--- START ---

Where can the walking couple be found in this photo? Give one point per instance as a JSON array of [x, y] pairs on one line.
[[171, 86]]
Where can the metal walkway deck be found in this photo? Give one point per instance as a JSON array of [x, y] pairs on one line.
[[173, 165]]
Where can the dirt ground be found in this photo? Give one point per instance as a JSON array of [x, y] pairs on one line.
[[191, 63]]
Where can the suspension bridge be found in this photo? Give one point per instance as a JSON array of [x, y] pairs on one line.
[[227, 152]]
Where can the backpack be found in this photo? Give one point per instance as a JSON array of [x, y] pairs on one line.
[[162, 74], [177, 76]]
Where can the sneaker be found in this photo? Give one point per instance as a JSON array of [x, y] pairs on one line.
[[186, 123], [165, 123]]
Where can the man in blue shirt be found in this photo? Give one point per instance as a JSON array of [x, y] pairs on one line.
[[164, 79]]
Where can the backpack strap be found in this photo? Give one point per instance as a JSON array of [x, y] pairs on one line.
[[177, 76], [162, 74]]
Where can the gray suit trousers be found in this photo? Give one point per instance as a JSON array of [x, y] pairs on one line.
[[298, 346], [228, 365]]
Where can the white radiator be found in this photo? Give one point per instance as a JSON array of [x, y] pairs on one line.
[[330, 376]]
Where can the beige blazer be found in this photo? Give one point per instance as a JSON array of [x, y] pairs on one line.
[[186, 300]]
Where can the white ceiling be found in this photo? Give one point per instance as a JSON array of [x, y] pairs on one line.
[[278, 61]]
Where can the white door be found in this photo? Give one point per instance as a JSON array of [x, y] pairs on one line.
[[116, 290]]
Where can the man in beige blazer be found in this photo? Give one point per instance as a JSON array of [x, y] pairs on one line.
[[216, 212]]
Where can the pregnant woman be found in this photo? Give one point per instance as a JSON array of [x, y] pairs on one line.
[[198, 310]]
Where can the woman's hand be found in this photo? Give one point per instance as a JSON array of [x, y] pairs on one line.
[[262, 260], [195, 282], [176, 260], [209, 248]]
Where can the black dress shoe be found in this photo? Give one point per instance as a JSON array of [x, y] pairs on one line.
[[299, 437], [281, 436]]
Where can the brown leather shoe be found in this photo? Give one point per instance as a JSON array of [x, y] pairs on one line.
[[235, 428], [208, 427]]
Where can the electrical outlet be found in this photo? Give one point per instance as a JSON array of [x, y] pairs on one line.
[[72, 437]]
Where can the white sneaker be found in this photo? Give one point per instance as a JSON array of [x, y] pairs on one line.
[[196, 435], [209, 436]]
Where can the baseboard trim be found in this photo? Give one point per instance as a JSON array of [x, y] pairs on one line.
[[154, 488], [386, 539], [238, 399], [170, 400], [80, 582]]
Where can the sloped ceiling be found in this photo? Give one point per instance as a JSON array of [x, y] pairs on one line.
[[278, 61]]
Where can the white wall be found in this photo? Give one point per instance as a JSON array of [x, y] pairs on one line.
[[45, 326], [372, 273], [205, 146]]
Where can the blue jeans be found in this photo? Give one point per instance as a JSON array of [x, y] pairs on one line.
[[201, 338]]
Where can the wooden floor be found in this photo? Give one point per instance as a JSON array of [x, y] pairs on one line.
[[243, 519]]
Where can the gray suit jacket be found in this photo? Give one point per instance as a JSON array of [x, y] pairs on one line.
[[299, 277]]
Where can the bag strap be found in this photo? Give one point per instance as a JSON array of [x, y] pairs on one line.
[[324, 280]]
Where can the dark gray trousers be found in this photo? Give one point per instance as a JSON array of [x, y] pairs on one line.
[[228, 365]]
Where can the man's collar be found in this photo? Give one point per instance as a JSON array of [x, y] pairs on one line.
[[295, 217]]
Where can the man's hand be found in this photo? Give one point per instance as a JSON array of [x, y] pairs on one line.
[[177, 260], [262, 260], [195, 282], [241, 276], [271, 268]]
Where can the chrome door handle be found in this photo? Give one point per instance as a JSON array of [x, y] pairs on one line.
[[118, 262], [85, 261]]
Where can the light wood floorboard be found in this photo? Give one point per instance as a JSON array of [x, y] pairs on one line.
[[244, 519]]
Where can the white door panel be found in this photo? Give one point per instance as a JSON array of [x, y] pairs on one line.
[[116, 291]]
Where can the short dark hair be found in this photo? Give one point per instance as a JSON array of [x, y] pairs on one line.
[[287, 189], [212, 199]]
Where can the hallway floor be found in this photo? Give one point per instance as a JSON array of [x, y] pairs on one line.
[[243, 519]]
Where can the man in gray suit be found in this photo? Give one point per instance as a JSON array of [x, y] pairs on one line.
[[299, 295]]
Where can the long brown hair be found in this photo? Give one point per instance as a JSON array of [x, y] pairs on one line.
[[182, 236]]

--- END ---

Write out every line of the data exactly, leaving nothing out.

Where can the walking couple be found in this photo? Give one point per instance as a JSON array of [x, y] pairs on one line.
[[171, 86]]
Where can the metal walkway deck be found in this photo? Give one point per instance as a JSON array of [x, y] pairs on one line.
[[173, 165]]
Where can the dirt ground be found in this photo? Give one point per instance as a JSON array of [x, y] pairs on one line.
[[191, 63]]
Where can the suspension bridge be found in this photo? Give one point per instance as a JSON array of [x, y] pairs on one line.
[[227, 152]]
Where can the backpack be found in this photo? Give one point per instance as a JSON array of [x, y] pairs on one line.
[[162, 74], [177, 76]]
Where can the sneaker be found in this photo? Give one point per instance as a JSON array of [x, y] pairs on one line.
[[186, 123], [165, 123]]
Where can the man in blue shirt be found in this photo? Give one point per instance as a JSON array of [x, y] pairs on one line.
[[164, 79]]
Where can the backpack strap be found in this photo? Give one point per instance as a JSON array of [x, y] pairs on one line.
[[177, 76], [162, 74]]
Where can the gray suit trousers be found in this photo? Give one point per instance as a JSON array of [x, y] pairs on one line.
[[298, 346], [228, 365]]
Where can the white radiator be found in this photo? Give one point per instance as a JSON array of [x, y] pairs on one line.
[[330, 376]]
Where can the beige blazer be found in this photo? Give one point per instance as a JSON array of [x, y] pairs on one line.
[[186, 300]]
Where can the white ceiling be found in this photo? Give one point per instance as a JSON array of [x, y] pairs on one line.
[[278, 61]]
Where can the white door be found in this photo? Give one point per instance as a JSON array of [x, y] pairs on one line.
[[116, 290]]
Where can the man in beige blazer be found in this photo? Give one point per instance as a JSON array of [x, y] pairs on one line.
[[216, 212]]
Where can the pregnant woman be found in this photo? Give one point per instance as a JSON array of [x, y] pairs on one line.
[[198, 310]]
Where can the woman's hand be found in this photo? Give one point per instance as a JSON array of [x, y] pairs on one line.
[[262, 260], [195, 282], [176, 260], [209, 248]]
Where can the black dress shoe be found in this photo? Give one point per instance as a JSON array of [x, y] pairs on one line.
[[299, 437], [281, 436]]
Where can the brown leather shoe be found in this photo? Give one point per instance as a JSON array of [x, y] pairs on one line.
[[235, 428], [208, 427]]
Where can the electrical outlet be found in this photo? Give one point per instance as a JSON array of [x, y] pairs on one line.
[[72, 437]]
Where can the white sneaker be found in this photo? Give one point per instance as a JSON array of [x, y] pairs on one line.
[[196, 435], [209, 436]]
Where can the baseboard trim be found in this photo? Give one point per instance as a JSON array of [x, y] pairs on one line.
[[154, 488], [386, 539], [238, 399], [170, 400], [80, 582]]
Where can the sloped ceiling be found in this photo? Give one point per instance as a JSON array of [x, y] pairs on one line.
[[278, 61]]
Where can the white wall be found in this photo? Give one point per instance as a JSON array of [x, y] pairs on one line.
[[45, 326], [372, 273], [205, 146]]
Where can the blue jeans be found in this photo? Give one point per instance as a JSON array of [x, y] pairs on one line.
[[201, 338]]
Where can the wooden floor be found in this photo? Give one point per instance as a JSON array of [x, y] pairs on one line.
[[243, 519]]
Where can the gray suit jacket be found in this photo? Give one point per instance as a JSON array of [x, y] pairs on one line.
[[299, 277]]
Where can the bag strap be found in this photo? Give one point per instance as a JSON array of [x, y] pairs on one line.
[[324, 280]]
Where can the dark gray trousers be found in this photo? Give one point per instance as a JSON array of [x, y] pairs on one line.
[[228, 365]]
Where can the man's collar be found in this photo? Give one point per instance as a JSON array of [x, y] pairs on one line.
[[295, 217]]
Where can the man's hand be found in this photo? Give one point per instance as a JSON array of [x, y] pairs on one line.
[[177, 260], [262, 260], [195, 282], [241, 276], [271, 268]]
Where can the chrome door handle be found in this photo? Give one point per instance as a JSON array of [x, y] pairs on one line.
[[118, 262], [85, 261]]
Where can the light wood floorboard be found in this photo? Give one point per instance as a JSON array of [x, y] pairs on one line.
[[244, 519]]
Where can the white door panel be found in this photo? Give one point per instance as a JSON array of [x, y] pairs on one line.
[[116, 291]]
Where can the short dark hair be found in this photo? Give one point per instance as a JSON array of [x, y] pairs on one line.
[[287, 189], [212, 199]]
Where can the hallway floor be found in this photo? Give one point per instance as a JSON array of [x, y] pairs on one line.
[[243, 519]]
Where can the man in gray suit be found in this photo? Give one point per instance as a JSON array of [x, y] pairs on one line.
[[299, 295]]
Where can the long brown hair be found in this photo? Give one point per instance as a JSON array of [x, y] pairs on one line.
[[182, 236]]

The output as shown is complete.